### Task directions:
The entries need to be copied exactly.

### Data for review:
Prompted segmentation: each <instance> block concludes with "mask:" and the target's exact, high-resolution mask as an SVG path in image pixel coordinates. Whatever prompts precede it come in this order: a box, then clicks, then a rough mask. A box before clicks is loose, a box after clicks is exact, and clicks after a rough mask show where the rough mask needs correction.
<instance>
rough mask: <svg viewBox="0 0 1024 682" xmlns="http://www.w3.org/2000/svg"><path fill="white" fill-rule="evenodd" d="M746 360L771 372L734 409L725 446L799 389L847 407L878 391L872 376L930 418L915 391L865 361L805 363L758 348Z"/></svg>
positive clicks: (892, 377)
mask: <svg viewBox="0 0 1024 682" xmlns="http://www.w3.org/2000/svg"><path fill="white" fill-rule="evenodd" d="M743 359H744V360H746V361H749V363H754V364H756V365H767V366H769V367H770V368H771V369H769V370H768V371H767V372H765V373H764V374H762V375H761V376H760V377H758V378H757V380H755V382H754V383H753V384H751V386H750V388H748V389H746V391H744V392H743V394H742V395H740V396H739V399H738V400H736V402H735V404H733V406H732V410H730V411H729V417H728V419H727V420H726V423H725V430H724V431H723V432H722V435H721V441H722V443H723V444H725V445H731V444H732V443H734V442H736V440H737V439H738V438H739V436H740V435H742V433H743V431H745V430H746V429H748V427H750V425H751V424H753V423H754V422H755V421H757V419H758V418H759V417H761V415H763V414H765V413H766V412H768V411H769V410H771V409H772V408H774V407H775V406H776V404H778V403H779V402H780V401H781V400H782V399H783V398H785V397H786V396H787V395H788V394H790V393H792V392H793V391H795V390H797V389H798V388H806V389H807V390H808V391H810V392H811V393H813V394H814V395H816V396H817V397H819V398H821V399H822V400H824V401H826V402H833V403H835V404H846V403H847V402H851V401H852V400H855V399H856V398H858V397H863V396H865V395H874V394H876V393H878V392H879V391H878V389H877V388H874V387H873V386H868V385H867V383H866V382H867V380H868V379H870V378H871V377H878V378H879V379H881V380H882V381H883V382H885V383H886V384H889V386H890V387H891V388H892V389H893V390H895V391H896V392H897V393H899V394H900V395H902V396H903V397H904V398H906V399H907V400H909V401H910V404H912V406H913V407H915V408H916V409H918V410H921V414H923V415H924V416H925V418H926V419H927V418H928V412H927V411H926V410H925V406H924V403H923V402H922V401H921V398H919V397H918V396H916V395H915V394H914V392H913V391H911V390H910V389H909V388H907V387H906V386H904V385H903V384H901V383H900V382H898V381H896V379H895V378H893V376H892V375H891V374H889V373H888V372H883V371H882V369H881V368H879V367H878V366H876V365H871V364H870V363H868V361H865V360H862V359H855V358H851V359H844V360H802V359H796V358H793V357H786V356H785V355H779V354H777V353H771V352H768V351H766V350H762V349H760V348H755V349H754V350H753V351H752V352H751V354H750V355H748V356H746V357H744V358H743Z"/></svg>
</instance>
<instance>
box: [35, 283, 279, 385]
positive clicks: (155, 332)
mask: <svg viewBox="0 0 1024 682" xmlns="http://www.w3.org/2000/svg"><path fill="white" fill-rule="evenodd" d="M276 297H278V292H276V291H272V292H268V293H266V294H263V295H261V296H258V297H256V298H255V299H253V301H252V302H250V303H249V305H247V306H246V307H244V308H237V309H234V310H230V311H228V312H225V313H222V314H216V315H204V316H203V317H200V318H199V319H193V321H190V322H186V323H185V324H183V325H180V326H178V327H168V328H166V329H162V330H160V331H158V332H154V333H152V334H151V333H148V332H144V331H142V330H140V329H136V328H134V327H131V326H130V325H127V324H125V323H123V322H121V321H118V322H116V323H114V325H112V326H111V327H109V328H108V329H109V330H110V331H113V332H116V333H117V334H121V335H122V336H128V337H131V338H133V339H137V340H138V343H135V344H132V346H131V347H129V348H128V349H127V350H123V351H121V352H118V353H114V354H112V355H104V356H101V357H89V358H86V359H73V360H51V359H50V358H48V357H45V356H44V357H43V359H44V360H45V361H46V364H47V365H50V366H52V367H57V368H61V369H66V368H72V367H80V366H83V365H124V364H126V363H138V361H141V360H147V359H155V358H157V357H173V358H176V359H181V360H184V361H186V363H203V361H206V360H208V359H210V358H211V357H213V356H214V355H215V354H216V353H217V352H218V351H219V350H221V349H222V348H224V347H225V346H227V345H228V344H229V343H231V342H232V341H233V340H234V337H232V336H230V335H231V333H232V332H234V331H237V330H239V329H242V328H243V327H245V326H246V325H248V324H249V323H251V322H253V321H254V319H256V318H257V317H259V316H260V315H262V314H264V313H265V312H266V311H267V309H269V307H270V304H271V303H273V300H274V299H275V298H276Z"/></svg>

### Completed exercise:
Prompted segmentation: each <instance> block concludes with "mask:" and the target's exact, high-resolution mask as an SVG path in image pixel coordinates. Whatever prompts precede it come in this order: a box, then clicks, then a rough mask. A box before clicks is loose, a box after clicks is exact, and clicks after a rough mask show where the rough mask needs correction.
<instance>
rough mask: <svg viewBox="0 0 1024 682" xmlns="http://www.w3.org/2000/svg"><path fill="white" fill-rule="evenodd" d="M746 360L771 372L734 409L725 446L799 389L847 407L878 391L872 376L930 418L915 391L865 361L805 363L758 348Z"/></svg>
positive clicks: (892, 377)
mask: <svg viewBox="0 0 1024 682" xmlns="http://www.w3.org/2000/svg"><path fill="white" fill-rule="evenodd" d="M743 359H744V360H746V361H749V363H754V364H756V365H767V366H769V367H770V368H771V369H769V370H768V371H767V372H765V373H764V374H762V375H761V376H760V377H758V378H757V380H755V382H754V383H753V384H751V386H750V388H748V389H746V391H744V392H743V394H742V395H740V396H739V399H738V400H736V402H735V404H733V406H732V410H730V411H729V417H728V419H727V420H726V423H725V430H724V431H723V432H722V435H721V441H722V443H723V444H725V445H731V444H732V443H734V442H736V440H737V439H738V438H739V436H740V435H742V433H743V431H745V430H746V429H748V427H750V425H751V424H753V423H754V422H755V421H757V419H758V418H759V417H761V415H763V414H765V413H766V412H768V411H769V410H771V409H772V408H774V407H775V406H776V404H778V403H779V402H780V401H781V400H782V399H783V398H785V397H786V396H787V395H788V394H790V393H792V392H793V391H795V390H797V389H798V388H806V389H807V390H808V391H810V392H811V393H813V394H814V395H816V396H817V397H819V398H821V399H822V400H824V401H826V402H833V403H835V404H846V403H847V402H851V401H852V400H855V399H856V398H858V397H863V396H865V395H874V394H876V393H878V392H879V391H878V389H877V388H874V387H873V386H868V385H867V383H866V382H867V380H868V379H870V378H871V377H878V378H879V379H881V380H882V381H883V382H885V383H886V384H889V386H890V387H891V388H892V389H893V390H895V391H896V392H897V393H899V394H900V395H902V396H903V397H904V398H906V399H907V400H909V401H910V404H912V406H913V407H915V408H916V409H918V410H921V414H923V415H924V416H925V418H926V419H927V418H928V412H927V411H926V410H925V406H924V403H923V402H922V401H921V398H919V397H918V396H916V395H915V394H914V392H913V391H911V390H910V389H909V388H907V387H906V386H904V385H903V384H901V383H900V382H898V381H896V379H895V378H893V376H892V375H891V374H889V373H888V372H883V371H882V369H881V368H879V367H878V366H876V365H871V364H870V363H868V361H865V360H862V359H855V358H851V359H844V360H802V359H796V358H793V357H786V356H785V355H779V354H777V353H771V352H768V351H766V350H762V349H760V348H755V349H754V350H753V351H752V352H751V354H750V355H748V356H746V357H744V358H743Z"/></svg>
</instance>
<instance>
box: [35, 283, 279, 385]
positive clicks: (155, 332)
mask: <svg viewBox="0 0 1024 682" xmlns="http://www.w3.org/2000/svg"><path fill="white" fill-rule="evenodd" d="M276 297H278V292H276V291H272V292H268V293H266V294H263V295H261V296H258V297H256V298H255V299H253V301H252V302H250V303H249V305H247V306H246V307H244V308H237V309H234V310H230V311H228V312H225V313H222V314H216V315H204V316H203V317H200V318H199V319H193V321H190V322H186V323H185V324H183V325H180V326H178V327H168V328H166V329H162V330H160V331H158V332H154V333H152V334H151V333H148V332H144V331H142V330H140V329H136V328H134V327H131V326H130V325H127V324H125V323H123V322H121V321H118V322H116V323H114V325H112V326H111V327H109V328H108V329H109V330H110V331H113V332H116V333H117V334H121V335H122V336H128V337H131V338H133V339H137V340H138V343H135V344H132V346H131V347H129V348H128V349H127V350H123V351H121V352H118V353H114V354H112V355H104V356H101V357H89V358H86V359H73V360H51V359H50V358H48V357H45V356H44V357H43V359H44V360H45V361H46V364H47V365H50V366H52V367H57V368H61V369H66V368H72V367H80V366H83V365H124V364H126V363H138V361H141V360H147V359H155V358H157V357H173V358H176V359H181V360H184V361H186V363H203V361H206V360H208V359H210V358H211V357H213V356H214V355H215V354H216V353H217V352H218V351H219V350H221V349H222V348H224V347H225V346H227V345H228V344H229V343H231V342H232V341H233V340H234V337H232V336H230V335H231V333H232V332H234V331H237V330H239V329H242V328H243V327H245V326H246V325H248V324H249V323H251V322H253V321H254V319H256V318H257V317H259V316H260V315H262V314H264V313H265V312H266V311H267V309H269V307H270V304H271V303H273V300H274V299H275V298H276Z"/></svg>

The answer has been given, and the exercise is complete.